How to complete this task: All entries should be copied exactly, none left out.

(Referring expression pointing data)
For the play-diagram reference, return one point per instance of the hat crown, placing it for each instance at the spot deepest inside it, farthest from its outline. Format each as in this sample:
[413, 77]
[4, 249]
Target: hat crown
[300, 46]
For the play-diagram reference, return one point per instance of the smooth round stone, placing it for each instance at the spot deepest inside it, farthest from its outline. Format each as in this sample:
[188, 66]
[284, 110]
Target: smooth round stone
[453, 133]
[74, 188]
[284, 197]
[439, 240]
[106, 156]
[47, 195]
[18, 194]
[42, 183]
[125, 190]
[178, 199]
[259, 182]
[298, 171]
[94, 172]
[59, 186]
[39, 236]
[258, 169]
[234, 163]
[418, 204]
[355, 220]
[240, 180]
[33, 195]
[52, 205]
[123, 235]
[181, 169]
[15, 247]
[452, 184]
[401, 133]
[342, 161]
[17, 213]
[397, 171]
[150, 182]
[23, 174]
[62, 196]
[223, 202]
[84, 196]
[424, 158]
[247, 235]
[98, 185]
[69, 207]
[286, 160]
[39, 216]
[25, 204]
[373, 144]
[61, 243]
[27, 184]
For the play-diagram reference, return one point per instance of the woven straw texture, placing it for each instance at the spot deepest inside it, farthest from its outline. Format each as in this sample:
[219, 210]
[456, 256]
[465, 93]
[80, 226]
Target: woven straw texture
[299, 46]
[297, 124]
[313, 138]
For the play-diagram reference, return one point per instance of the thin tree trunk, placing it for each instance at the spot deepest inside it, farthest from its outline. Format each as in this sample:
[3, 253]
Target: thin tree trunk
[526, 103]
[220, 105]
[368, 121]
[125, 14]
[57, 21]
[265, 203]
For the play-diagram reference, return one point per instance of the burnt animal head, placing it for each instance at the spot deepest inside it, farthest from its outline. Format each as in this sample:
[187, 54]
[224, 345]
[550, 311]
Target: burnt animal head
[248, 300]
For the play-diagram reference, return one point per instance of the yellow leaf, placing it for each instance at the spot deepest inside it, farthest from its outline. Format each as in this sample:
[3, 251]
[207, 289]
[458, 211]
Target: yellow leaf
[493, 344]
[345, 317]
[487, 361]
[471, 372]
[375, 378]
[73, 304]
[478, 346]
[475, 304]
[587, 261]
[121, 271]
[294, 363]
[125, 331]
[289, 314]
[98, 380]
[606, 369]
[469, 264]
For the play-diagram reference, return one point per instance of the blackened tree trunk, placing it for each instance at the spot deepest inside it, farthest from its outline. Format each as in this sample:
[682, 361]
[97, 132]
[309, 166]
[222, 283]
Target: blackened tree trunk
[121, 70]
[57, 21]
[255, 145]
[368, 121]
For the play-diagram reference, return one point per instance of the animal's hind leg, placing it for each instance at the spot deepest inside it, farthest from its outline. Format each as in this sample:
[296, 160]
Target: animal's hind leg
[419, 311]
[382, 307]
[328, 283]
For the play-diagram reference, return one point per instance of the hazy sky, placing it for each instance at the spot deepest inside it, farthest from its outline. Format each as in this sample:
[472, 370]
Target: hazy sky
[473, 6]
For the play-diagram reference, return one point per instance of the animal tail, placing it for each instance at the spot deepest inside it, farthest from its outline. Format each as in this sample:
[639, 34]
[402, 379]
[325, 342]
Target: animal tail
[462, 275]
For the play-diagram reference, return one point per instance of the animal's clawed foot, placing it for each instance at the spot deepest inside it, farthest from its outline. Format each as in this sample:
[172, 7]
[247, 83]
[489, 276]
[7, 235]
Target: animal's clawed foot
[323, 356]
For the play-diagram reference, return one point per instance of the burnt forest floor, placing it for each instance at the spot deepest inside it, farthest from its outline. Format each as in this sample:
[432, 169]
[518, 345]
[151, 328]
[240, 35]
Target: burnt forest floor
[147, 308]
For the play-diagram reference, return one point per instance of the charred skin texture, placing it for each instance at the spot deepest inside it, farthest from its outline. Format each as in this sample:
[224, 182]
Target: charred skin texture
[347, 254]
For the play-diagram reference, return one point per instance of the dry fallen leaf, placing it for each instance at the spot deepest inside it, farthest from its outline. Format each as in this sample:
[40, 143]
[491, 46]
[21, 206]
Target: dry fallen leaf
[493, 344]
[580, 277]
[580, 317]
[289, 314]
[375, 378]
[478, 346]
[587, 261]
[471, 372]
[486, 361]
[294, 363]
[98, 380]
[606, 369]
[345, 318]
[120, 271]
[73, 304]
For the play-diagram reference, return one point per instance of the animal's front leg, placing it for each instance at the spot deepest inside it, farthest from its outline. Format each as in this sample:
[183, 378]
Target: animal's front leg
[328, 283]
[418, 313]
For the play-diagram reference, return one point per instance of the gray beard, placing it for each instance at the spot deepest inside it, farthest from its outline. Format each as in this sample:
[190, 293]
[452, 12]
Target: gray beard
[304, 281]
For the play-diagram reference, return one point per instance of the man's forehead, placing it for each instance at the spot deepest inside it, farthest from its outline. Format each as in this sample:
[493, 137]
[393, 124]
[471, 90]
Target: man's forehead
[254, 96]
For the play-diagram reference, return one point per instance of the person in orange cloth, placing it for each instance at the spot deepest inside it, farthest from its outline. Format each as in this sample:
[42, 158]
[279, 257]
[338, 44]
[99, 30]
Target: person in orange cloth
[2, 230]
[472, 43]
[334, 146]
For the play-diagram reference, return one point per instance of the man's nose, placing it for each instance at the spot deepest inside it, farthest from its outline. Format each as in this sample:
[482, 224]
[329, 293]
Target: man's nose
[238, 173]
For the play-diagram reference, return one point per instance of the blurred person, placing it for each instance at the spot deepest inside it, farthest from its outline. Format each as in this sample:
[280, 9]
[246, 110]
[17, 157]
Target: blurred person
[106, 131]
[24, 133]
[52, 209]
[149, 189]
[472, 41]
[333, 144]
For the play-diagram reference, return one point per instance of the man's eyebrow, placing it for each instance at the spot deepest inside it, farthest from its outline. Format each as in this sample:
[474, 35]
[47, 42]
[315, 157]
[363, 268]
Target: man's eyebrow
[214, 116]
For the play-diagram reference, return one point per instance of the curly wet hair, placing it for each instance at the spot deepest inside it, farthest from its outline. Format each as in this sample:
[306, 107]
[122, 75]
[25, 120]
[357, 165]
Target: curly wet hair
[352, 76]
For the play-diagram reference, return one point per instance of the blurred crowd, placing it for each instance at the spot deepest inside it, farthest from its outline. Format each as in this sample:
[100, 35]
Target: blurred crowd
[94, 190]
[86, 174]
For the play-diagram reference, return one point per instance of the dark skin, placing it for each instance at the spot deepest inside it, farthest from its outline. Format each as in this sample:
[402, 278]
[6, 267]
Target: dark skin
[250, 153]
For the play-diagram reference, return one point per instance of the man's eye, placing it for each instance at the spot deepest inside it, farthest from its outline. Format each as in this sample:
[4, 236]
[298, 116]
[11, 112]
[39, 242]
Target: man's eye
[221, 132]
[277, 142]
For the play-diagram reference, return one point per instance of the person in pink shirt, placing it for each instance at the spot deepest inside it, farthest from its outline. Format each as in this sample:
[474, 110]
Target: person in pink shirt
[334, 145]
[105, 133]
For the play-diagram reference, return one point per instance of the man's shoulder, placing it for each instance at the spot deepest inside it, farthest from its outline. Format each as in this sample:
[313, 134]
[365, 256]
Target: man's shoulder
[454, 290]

Answer to this exercise:
For the play-diagram reference, return one point per instance of the hat crown, placing it for each instance at the spot deepest inside it, farthest from its outline. Format each as in this sample:
[413, 77]
[4, 249]
Target: hat crown
[300, 46]
For the play-diagram reference, return one point per instance of the smooth round stone, placing it for each instance at the spot deepest inside it, farthest from its outline. Format each as in this sample:
[188, 66]
[284, 110]
Target: smooth round stone
[453, 133]
[74, 188]
[284, 197]
[439, 240]
[106, 156]
[47, 195]
[18, 194]
[42, 183]
[125, 190]
[178, 199]
[259, 182]
[298, 171]
[94, 172]
[59, 186]
[39, 236]
[258, 169]
[234, 163]
[418, 204]
[355, 220]
[240, 180]
[33, 195]
[52, 205]
[123, 235]
[181, 169]
[15, 247]
[452, 184]
[401, 133]
[342, 161]
[17, 213]
[397, 171]
[150, 182]
[23, 174]
[62, 196]
[223, 202]
[84, 196]
[424, 158]
[247, 235]
[98, 185]
[69, 207]
[286, 160]
[39, 216]
[25, 204]
[373, 144]
[61, 243]
[27, 184]
For the play-diagram reference, return one point per instance of the woven straw texture, placing it for each instance at the spot deepest inside it, farthest from its outline. Format each as in this sample:
[219, 210]
[456, 256]
[465, 93]
[80, 226]
Target: woven straw texture
[299, 46]
[297, 124]
[313, 138]
For the play-diagram reference, return one point per instance of the thin tree trunk, placing it for each instance at the spot deepest inside it, farthest from its outline. Format each as in this sample:
[3, 253]
Target: thin tree trunk
[526, 103]
[220, 105]
[368, 121]
[125, 14]
[57, 21]
[265, 203]
For the play-diagram reference, return one point per instance of the burnt animal head, placing it for each instance at the spot deepest inside it, farthest from its outline. Format each as in this sample:
[187, 54]
[224, 345]
[550, 311]
Target: burnt animal head
[248, 300]
For the play-diagram reference, return one point per instance of the yellow leaf, placing it for each instance at the spot deepest inside it, farthest from its outline. Format each as in this sample:
[3, 251]
[207, 289]
[458, 211]
Target: yellow leaf
[493, 344]
[345, 317]
[487, 361]
[471, 372]
[375, 378]
[73, 304]
[478, 346]
[475, 304]
[587, 261]
[121, 271]
[294, 363]
[125, 331]
[289, 314]
[98, 380]
[606, 369]
[469, 264]
For the play-diagram reference, return one point per instance of the blackened tree trunk, placing it for each instance at the spot deepest inside it, farthest from its outline. Format each as in this sample:
[682, 361]
[97, 132]
[309, 166]
[222, 283]
Target: blackened tree trunk
[121, 70]
[57, 21]
[255, 145]
[368, 121]
For the play-diagram reference, return one point per instance of the animal's hind leg, placing it for each instance at the spot deepest inside it, farthest from its outline. Format each as in this sample:
[296, 160]
Target: animal's hind leg
[419, 311]
[382, 307]
[328, 283]
For the play-diagram reference, return one point per instance of the hazy sky, placing it for each instance at the spot deepest inside it, farthest from its outline. Format each as in this sample:
[472, 370]
Target: hazy sky
[473, 6]
For the play-diagram reference, return one point per instance of the animal tail, placing it for each instance at the spot deepest inside it, farthest from its outline. Format each as in this sample:
[639, 34]
[402, 379]
[325, 342]
Target: animal tail
[462, 275]
For the play-diagram reference, return one point per instance of the animal's clawed foot, placing it for each instance at the spot deepest inside it, farthest from its outline. Format each as in this sample:
[172, 7]
[247, 83]
[489, 276]
[7, 235]
Target: animal's clawed foot
[323, 356]
For the play-diagram reference, return one point per instance of the burnt forest floor, placing it for each instance at the spot deepest inside it, farthest from its outline. Format each as in this sample:
[432, 169]
[518, 345]
[151, 328]
[240, 35]
Target: burnt forest floor
[147, 308]
For the play-diagram reference, return one point per instance of the charred skin texture, placing it for each instance at the spot deepest inside it, farthest from its outline. Format each as in this sample:
[224, 182]
Target: charred skin texture
[347, 254]
For the play-diagram reference, return one point per instance of the dry fallen leaf, placing it for each instance at the spot deepest inside it, farthest from its outline. Format each as in this sample:
[40, 143]
[491, 46]
[21, 206]
Target: dry fallen leaf
[493, 344]
[580, 277]
[580, 317]
[289, 314]
[375, 378]
[478, 346]
[587, 261]
[471, 372]
[486, 361]
[294, 363]
[98, 380]
[606, 369]
[345, 318]
[120, 271]
[73, 304]
For the play-diagram reference, return one point per instance of the animal's front leg, placing it for each instance at the spot deepest inside it, farthest from its outline. Format each as in this sample:
[183, 378]
Target: animal's front leg
[328, 283]
[418, 313]
For the play-diagram reference, return one point per instance of the gray beard, placing it for each instance at the spot deepest inside it, farthest from its outline. Format each as in this sample:
[190, 293]
[452, 12]
Target: gray beard
[304, 281]
For the play-diagram reference, return one point per instance of the man's forehead, placing it for each instance at the spot deepest inside it, farthest from its outline. Format each as in this sample:
[493, 137]
[393, 124]
[471, 90]
Target: man's forehead
[254, 96]
For the play-diagram reference, return one point per instance of the person in orange cloth, placing it for each instance at the spot deepest inside it, farthest from its outline. Format each as in this sample:
[42, 158]
[279, 257]
[338, 44]
[99, 30]
Target: person in orange cloth
[2, 230]
[472, 43]
[334, 146]
For the play-diagram reference, return one point per instance of the man's nose, placing it for each instance at the spot deepest inside it, farthest from its outline. Format each as in this sample:
[482, 224]
[329, 293]
Target: man's nose
[238, 173]
For the play-diagram reference, return one point per instance of the blurred person, placing it for each instance at the spot deepest inside it, farthest from its outline. Format each as in this sample:
[280, 9]
[246, 110]
[17, 157]
Target: blurred person
[106, 131]
[24, 133]
[52, 209]
[149, 189]
[472, 41]
[333, 144]
For the play-diagram reference, return one point per instance of the man's eyebrow, placing it for each instance at the spot deepest inside it, farthest from its outline. Format each as in this sample:
[474, 35]
[47, 42]
[315, 157]
[363, 268]
Target: man's eyebrow
[214, 116]
For the play-diagram reference, return one point per instance of the curly wet hair, placing it for each instance at the spot deepest inside it, farthest from its outline. Format each as in this sample:
[306, 107]
[122, 75]
[25, 120]
[357, 165]
Target: curly wet hair
[352, 76]
For the play-diagram reference, return one point per instance of the blurred crowd, placing it for each instance at the spot deepest inside it, farthest from its outline. Format each as in this sample:
[100, 35]
Target: blurred crowd
[94, 190]
[86, 174]
For the play-diagram reference, return one point per instance of the dark skin, placing it for each instance at the spot deepest inside it, farthest from its outline. Format each as in this sample:
[402, 278]
[6, 267]
Target: dark skin
[250, 153]
For the play-diagram reference, return one point per instance of the man's eye, placing it for each instance at the spot deepest inside it, farthest from its outline. Format each as in this sample:
[4, 236]
[298, 116]
[11, 112]
[39, 242]
Target: man's eye
[221, 132]
[277, 142]
For the play-diagram reference, return one point per instance of the person in pink shirt, placing it for each instance at the spot deepest inside it, farthest from its outline. Format each as in this sample:
[474, 110]
Target: person in pink shirt
[334, 145]
[105, 133]
For the play-diagram reference, return one point per instance of the man's shoulder, placing it for each instance at the spot deepest inside it, farthest from its outline. Format each as in this sample:
[313, 134]
[365, 256]
Target: man's shoulder
[454, 290]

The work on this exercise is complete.